DATA LISTING>
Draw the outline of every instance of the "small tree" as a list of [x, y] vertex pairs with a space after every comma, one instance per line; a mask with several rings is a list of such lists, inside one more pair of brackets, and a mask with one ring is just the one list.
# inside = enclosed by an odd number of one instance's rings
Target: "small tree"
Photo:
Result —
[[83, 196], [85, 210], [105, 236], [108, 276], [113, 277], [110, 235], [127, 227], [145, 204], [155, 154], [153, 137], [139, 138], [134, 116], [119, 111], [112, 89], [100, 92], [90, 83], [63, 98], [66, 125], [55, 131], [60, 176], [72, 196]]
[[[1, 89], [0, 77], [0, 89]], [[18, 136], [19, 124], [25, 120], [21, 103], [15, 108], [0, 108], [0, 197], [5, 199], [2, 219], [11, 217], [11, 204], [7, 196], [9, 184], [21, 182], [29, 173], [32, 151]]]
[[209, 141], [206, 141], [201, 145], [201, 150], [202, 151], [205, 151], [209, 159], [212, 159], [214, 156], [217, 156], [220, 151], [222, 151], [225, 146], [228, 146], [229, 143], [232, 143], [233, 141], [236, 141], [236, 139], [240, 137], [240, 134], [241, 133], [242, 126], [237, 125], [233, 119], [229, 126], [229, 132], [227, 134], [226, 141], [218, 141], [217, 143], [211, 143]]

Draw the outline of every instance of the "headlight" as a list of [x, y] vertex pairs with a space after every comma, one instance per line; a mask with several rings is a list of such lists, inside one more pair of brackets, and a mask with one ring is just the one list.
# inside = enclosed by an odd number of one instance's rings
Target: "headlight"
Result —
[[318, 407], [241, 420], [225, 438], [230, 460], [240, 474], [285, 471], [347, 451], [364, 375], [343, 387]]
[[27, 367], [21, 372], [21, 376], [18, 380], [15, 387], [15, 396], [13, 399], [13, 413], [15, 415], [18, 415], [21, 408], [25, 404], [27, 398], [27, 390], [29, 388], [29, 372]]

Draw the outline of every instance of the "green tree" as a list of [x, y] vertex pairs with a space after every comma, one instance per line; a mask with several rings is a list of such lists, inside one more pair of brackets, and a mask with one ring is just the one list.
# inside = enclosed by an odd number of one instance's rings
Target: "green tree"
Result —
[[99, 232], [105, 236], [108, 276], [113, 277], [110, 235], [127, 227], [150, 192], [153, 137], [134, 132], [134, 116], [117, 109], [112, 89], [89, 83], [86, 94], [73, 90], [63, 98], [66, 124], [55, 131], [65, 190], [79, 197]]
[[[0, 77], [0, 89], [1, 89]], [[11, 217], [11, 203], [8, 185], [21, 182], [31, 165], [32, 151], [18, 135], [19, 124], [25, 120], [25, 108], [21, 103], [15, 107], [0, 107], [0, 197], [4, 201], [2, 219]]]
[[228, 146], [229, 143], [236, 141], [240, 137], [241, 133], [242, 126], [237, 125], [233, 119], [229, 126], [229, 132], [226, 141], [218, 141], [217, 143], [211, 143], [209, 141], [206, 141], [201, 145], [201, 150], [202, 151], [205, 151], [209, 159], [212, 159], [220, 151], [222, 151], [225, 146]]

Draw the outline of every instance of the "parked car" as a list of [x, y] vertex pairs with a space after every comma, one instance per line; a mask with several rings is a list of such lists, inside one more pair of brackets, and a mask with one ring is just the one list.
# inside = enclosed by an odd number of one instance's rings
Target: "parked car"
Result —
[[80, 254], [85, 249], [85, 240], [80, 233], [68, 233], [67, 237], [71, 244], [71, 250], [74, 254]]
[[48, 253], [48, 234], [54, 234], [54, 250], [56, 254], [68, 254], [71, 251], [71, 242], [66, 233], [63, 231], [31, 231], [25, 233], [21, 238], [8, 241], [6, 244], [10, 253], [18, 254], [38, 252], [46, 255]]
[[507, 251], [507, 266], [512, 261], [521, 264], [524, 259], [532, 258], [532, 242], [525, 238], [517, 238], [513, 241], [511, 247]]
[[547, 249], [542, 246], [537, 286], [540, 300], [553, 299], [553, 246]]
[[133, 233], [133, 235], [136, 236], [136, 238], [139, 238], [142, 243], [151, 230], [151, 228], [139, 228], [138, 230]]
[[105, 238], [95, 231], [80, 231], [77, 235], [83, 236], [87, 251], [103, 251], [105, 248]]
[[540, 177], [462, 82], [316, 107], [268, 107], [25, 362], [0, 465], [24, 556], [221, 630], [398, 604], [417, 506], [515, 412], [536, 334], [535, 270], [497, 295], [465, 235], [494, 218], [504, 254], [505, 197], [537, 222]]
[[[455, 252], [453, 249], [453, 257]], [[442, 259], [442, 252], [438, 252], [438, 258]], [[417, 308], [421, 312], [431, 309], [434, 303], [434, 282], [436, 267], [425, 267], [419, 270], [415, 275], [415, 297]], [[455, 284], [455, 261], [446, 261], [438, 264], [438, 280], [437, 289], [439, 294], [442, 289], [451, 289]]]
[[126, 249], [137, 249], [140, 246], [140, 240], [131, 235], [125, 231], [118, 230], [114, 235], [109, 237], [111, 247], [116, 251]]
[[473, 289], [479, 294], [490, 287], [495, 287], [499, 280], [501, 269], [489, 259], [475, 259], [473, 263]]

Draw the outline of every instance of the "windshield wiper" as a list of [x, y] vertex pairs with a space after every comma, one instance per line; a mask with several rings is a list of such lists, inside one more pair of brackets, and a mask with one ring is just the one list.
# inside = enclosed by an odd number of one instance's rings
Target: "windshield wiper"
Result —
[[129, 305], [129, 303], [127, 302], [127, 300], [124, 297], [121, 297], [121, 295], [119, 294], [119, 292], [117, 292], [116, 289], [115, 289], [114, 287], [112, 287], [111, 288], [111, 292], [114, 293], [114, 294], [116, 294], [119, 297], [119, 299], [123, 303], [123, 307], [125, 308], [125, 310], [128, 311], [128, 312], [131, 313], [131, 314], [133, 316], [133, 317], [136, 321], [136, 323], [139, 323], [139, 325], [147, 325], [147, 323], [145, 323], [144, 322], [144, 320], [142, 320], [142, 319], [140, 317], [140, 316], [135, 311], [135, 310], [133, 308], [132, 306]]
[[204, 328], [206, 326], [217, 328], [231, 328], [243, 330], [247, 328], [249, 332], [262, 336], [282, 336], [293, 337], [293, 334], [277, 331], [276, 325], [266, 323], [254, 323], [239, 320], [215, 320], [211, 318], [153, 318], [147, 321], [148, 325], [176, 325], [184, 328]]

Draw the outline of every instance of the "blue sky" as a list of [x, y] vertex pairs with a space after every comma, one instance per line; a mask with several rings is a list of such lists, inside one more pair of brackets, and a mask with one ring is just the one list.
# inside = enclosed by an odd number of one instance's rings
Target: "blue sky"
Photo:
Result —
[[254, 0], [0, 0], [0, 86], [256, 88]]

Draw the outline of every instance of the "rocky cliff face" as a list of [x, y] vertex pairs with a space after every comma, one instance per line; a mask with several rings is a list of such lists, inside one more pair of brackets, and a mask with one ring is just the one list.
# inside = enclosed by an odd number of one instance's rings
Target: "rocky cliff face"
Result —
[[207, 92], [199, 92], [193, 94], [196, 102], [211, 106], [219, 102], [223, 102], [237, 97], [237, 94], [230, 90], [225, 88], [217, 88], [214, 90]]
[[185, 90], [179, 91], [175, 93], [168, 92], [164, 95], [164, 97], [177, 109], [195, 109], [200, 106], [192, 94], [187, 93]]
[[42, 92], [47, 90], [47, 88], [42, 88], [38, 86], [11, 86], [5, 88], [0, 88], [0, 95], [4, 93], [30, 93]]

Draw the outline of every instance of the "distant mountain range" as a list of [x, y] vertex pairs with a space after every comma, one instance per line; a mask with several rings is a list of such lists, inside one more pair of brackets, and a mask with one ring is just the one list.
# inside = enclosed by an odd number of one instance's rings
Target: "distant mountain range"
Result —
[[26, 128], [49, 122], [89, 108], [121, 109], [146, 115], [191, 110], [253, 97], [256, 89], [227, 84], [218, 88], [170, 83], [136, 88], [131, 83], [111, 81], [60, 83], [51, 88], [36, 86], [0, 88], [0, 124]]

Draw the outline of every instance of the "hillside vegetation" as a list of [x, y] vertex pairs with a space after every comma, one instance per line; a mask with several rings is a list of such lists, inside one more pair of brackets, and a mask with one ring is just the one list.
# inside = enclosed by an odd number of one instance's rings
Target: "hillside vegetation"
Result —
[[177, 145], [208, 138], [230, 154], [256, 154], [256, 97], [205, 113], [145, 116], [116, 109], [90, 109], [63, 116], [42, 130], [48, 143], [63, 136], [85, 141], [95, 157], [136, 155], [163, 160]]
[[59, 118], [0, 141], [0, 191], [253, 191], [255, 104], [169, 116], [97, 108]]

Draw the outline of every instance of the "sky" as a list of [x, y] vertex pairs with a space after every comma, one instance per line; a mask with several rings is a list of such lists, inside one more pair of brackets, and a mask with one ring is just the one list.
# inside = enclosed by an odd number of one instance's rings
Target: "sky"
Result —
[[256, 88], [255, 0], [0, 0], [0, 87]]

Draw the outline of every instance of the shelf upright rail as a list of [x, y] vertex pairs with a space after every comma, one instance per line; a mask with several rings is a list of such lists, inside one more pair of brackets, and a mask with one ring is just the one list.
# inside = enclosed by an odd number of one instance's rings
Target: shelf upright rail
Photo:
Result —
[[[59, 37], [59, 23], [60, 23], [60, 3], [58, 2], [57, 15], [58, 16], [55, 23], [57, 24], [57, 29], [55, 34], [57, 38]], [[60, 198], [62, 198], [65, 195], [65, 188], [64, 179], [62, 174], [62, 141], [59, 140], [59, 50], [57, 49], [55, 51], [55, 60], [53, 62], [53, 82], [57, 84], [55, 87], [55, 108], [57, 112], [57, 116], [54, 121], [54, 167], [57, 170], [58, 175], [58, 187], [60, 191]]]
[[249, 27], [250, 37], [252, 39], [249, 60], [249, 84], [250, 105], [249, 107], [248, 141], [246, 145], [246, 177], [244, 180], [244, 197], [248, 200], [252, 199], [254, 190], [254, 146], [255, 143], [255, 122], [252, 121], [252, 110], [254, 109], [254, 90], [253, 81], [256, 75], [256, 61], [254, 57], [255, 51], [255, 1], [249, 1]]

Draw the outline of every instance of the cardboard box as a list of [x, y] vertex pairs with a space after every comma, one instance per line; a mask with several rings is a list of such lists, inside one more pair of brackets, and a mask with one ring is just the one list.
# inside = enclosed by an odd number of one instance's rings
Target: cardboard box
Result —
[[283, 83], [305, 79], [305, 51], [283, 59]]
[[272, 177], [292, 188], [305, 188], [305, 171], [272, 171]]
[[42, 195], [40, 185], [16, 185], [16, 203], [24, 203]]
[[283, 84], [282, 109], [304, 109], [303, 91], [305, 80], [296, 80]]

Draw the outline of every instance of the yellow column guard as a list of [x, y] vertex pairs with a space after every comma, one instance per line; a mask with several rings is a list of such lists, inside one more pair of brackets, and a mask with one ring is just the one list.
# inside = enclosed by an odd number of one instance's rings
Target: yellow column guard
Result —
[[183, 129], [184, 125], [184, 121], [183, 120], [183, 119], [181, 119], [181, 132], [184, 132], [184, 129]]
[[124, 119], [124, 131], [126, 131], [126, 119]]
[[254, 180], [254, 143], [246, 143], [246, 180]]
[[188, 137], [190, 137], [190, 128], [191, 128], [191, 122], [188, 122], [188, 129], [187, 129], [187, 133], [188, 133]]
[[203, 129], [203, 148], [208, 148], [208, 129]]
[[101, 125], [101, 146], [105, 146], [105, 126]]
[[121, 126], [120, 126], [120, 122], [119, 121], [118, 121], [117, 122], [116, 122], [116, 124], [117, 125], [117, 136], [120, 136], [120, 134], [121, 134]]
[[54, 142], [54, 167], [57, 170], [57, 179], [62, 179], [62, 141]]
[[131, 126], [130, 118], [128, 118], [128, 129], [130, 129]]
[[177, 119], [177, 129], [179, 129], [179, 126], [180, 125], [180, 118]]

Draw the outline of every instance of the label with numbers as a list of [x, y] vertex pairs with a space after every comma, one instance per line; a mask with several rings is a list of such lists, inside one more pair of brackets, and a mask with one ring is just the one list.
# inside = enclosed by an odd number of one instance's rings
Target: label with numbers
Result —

EXERCISE PROMPT> Convert the lines between the one that contains "Draw the outline of every instance of the label" and the end of the entries, inclusive, into a Markdown table with the columns Position and Text, leaving out blank lines.

TASK OUTPUT>
| Position | Text |
|---|---|
| 1 | Draw the outline of every instance of the label with numbers as a list of [x, y] vertex pairs with a space after every comma, one instance per line; a mask with several rings is a list of such lists, inside one more pair of brackets, and a mask with one ring is just the one list. |
| 2 | # inside = enclosed by an odd number of one instance's rings |
| 3 | Target: label with numbers |
| 4 | Result — |